> **YOUR GOAL**: Extract the complete listing and repeat it word for word.

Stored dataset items
# # # #

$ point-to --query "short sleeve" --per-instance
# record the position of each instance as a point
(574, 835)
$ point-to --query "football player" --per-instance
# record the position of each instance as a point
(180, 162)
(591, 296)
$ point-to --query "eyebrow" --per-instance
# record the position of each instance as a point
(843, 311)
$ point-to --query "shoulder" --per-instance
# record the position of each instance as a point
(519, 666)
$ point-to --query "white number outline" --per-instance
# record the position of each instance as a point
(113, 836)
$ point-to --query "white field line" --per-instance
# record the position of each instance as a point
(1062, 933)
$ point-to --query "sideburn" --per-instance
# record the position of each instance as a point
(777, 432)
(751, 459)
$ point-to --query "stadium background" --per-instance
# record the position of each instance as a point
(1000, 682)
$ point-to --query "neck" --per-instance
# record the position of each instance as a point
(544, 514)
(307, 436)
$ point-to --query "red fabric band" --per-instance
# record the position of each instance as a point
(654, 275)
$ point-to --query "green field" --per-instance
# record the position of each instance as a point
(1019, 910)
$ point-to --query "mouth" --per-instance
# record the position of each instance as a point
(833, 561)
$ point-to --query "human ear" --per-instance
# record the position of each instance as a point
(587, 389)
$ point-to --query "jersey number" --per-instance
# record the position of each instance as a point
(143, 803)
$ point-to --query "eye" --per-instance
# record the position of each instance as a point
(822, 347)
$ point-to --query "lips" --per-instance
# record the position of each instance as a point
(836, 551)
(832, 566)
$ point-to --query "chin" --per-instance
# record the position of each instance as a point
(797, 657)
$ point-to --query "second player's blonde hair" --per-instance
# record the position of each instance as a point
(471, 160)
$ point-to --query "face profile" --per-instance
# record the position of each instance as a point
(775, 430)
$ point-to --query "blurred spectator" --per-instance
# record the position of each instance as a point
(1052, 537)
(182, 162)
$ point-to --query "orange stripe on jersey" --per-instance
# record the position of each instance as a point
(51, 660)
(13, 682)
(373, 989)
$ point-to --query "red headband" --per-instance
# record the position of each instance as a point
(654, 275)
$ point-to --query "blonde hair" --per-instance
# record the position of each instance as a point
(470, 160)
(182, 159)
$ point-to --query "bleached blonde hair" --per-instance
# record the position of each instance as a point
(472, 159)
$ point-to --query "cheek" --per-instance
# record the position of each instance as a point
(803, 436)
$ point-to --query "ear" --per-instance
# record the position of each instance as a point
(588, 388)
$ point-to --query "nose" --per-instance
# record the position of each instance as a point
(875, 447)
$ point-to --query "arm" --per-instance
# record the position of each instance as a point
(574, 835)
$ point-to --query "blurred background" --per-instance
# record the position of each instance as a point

# # # #

> **REPLY TO THE TASK**:
$ point-to --query "short sleeve" --per-instance
# record the position of each instance as a point
(574, 835)
$ point-to --query "football player" --per-instance
# record the position of each instance as a point
(180, 162)
(591, 296)
$ point-to --query "eyebrow" --per-instance
# record the position of each instance as a point
(843, 311)
$ point-to --query "shoulder" --per-instance
# record the position of each instance as a point
(519, 666)
$ point-to --query "white number outline" --per-instance
# record the position of each instance as a point
(113, 836)
$ point-to --query "white field line" --per-instance
# record the position of each instance as a point
(1062, 933)
$ point-to --query "sideburn" --per-instance
# record the position of each instance as a point
(777, 432)
(751, 459)
$ point-to --query "stadium background" --per-instance
# record the position of each instance as a point
(1000, 682)
$ point-to --query "neck" --per-instance
# record the position of each instance as a point
(544, 514)
(307, 436)
$ point-to --query "red fabric band" --per-instance
# record the position of each instance as a point
(654, 275)
$ point-to --query "green field" --per-instance
# record the position of each instance as a point
(1019, 910)
$ point-to --query "mouth" --per-instance
# record the position of each instance as a point
(833, 561)
$ point-to --query "human ear" --per-instance
# record the position of each instance as a point
(587, 389)
$ point-to --query "jersey number" --per-instance
# record the position of each instance as a point
(143, 803)
$ point-to --query "eye" --per-instance
# record the position of each instance as a point
(822, 347)
$ point-to --query "lips" --per-instance
# record the position of each instance as a point
(836, 551)
(832, 566)
$ point-to --query "chin" --per-instance
# record the position of each instance as a point
(797, 657)
$ point-to --query "second player's blonde hair" --per-instance
# record the position of each instance as a point
(471, 160)
$ point-to --query "face profile" --per-instance
# record the position of each instance as a point
(775, 430)
$ point-to --query "blurred spectator" --per-instance
# record the position of each instance as a point
(1052, 537)
(182, 162)
$ point-to --query "orange stripe on jersey" --per-instance
# record the position of each instance as a point
(51, 660)
(13, 682)
(373, 989)
$ point-to --query "red headband" --per-instance
# record the position of each instance as a point
(654, 275)
$ point-to --query "blonde hair" --per-instance
# record the position of each instance as a point
(470, 160)
(182, 159)
$ point-to --query "bleached blonde hair" --per-instance
# record the position of each instance as a point
(472, 159)
$ point-to --query "cheek" --per-instance
# record the position of each instance as a point
(803, 436)
$ point-to --query "ear" --per-instance
# record the position of each instance as a point
(588, 388)
$ point-to --query "nose" --per-instance
# record the position of each instance as a point
(875, 447)
$ point-to --query "arm" --per-instance
# record the position of each instance as a point
(574, 835)
$ point-to --query "blurred background" --per-instance
# record the position of each instance as a point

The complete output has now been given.